OBJECTIVE
Can you copy the entries character for character, starting at the first line and stopping after the line that contains "column 296, row 88"?

Extracted data entries
****

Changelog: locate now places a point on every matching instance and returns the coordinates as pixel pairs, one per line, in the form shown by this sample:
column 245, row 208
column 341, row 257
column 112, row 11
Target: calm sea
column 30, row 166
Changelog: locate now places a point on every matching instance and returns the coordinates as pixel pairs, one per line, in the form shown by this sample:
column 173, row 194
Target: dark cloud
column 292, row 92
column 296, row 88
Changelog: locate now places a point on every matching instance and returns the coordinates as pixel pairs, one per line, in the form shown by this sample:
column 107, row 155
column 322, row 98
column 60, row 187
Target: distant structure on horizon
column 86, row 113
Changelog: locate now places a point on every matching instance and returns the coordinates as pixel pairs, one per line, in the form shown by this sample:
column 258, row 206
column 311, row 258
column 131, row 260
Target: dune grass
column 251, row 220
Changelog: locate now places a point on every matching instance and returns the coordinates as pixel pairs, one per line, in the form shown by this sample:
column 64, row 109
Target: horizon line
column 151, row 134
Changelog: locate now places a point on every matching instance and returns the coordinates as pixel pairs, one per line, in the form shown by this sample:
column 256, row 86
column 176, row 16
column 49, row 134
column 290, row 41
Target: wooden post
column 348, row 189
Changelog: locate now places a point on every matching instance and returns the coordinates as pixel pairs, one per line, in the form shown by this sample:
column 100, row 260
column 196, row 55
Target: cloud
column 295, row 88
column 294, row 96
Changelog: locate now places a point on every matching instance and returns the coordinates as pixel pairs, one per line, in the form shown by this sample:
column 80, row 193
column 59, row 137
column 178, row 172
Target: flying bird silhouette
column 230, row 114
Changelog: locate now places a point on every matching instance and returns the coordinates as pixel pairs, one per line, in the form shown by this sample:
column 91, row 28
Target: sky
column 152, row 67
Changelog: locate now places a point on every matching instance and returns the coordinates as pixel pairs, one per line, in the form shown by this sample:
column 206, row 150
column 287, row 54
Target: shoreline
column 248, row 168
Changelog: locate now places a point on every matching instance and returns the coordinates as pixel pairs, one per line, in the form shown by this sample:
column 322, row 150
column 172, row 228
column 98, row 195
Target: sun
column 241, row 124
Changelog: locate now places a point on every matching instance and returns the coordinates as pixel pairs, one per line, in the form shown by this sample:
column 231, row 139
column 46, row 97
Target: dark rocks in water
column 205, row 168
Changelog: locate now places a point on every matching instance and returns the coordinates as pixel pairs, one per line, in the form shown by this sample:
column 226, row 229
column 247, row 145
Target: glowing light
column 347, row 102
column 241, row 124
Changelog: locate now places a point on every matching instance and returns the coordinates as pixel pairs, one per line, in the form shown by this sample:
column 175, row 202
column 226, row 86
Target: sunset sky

****

RESULT OF THE TASK
Changelog: locate now places a point on every matching instance and returns the coordinates as pixel pairs, one per line, in the form shown by this sample:
column 245, row 208
column 341, row 257
column 112, row 11
Target: calm sea
column 30, row 166
Changelog: locate now places a point on every matching instance and returns the coordinates as pixel pairs, one per line, in the form shown by this sample:
column 173, row 194
Target: dark cloud
column 292, row 92
column 296, row 88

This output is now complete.